- ASSIGNMENT
Leave out the pictures and set down exactly the lines from the start of the listing through the one with "Target: stone railing", both included.

-*-

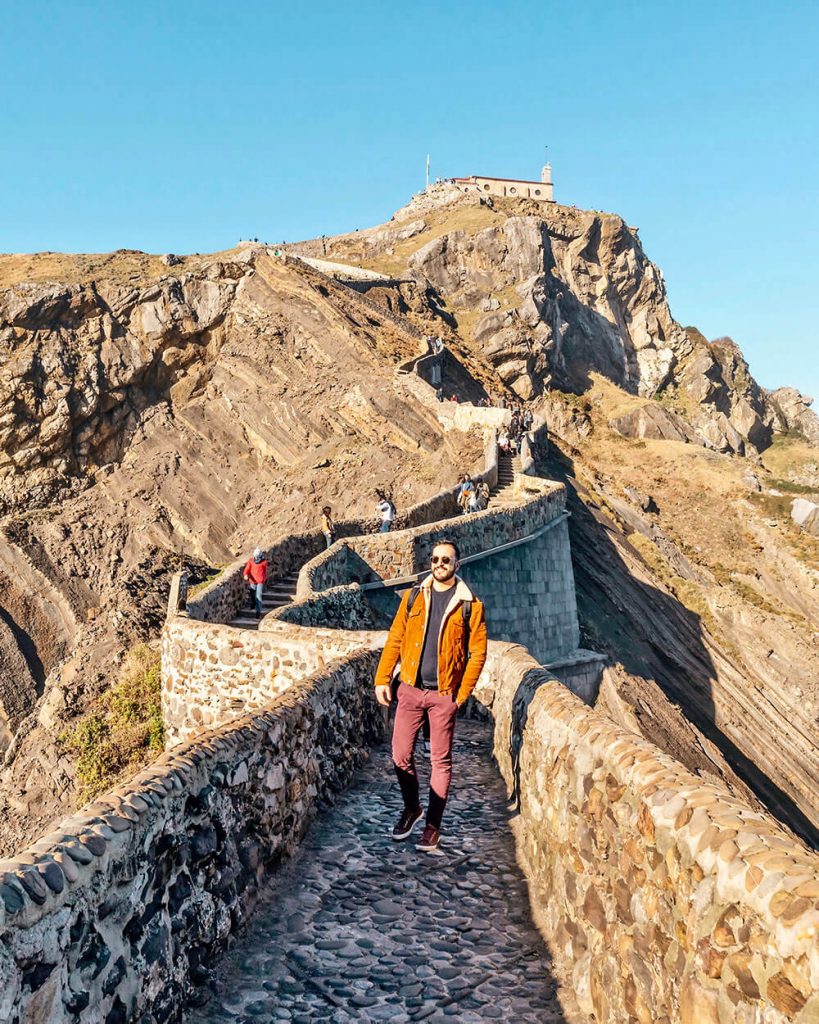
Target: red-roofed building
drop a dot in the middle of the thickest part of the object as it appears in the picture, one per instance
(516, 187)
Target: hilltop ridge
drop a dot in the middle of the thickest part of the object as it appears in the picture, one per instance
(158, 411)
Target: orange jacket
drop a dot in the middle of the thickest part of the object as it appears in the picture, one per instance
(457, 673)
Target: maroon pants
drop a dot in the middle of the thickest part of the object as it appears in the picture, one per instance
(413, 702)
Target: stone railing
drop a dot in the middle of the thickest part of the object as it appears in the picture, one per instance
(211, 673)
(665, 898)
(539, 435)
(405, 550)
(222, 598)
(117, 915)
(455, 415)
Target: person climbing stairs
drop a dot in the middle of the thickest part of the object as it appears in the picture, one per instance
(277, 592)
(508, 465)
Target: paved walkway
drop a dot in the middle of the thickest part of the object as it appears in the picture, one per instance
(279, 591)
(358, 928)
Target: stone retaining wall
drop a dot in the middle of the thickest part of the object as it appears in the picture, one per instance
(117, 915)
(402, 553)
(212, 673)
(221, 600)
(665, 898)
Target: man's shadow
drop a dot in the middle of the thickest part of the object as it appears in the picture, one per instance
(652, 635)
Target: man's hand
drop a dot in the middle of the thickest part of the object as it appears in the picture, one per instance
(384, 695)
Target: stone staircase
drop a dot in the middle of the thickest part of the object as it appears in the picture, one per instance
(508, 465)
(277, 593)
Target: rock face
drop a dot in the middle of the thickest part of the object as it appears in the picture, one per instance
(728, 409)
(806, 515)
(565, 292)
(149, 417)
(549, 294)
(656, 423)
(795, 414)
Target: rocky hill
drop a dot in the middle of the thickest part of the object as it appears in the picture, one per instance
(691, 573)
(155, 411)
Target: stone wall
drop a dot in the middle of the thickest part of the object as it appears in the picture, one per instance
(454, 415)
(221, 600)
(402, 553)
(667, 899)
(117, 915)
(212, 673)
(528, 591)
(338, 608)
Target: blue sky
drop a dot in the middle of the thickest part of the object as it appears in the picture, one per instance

-*-

- RESPONSE
Target: red-roofed building
drop a dot in the middle of the thickest part of the object as it appears in the picture, one per instance
(516, 187)
Target: hilltop ridge
drop a dot in the middle of the thickest part of the object as it appears in the picture, one per instance
(158, 411)
Target: orange jacket
drop a dot in the middle of the thickest part of the object as it appears in the picture, one per instance
(457, 673)
Target: maroon pants
drop a dot in the middle of the thickest part of the object as it appears in the picture, one per instance
(413, 702)
Target: stone railing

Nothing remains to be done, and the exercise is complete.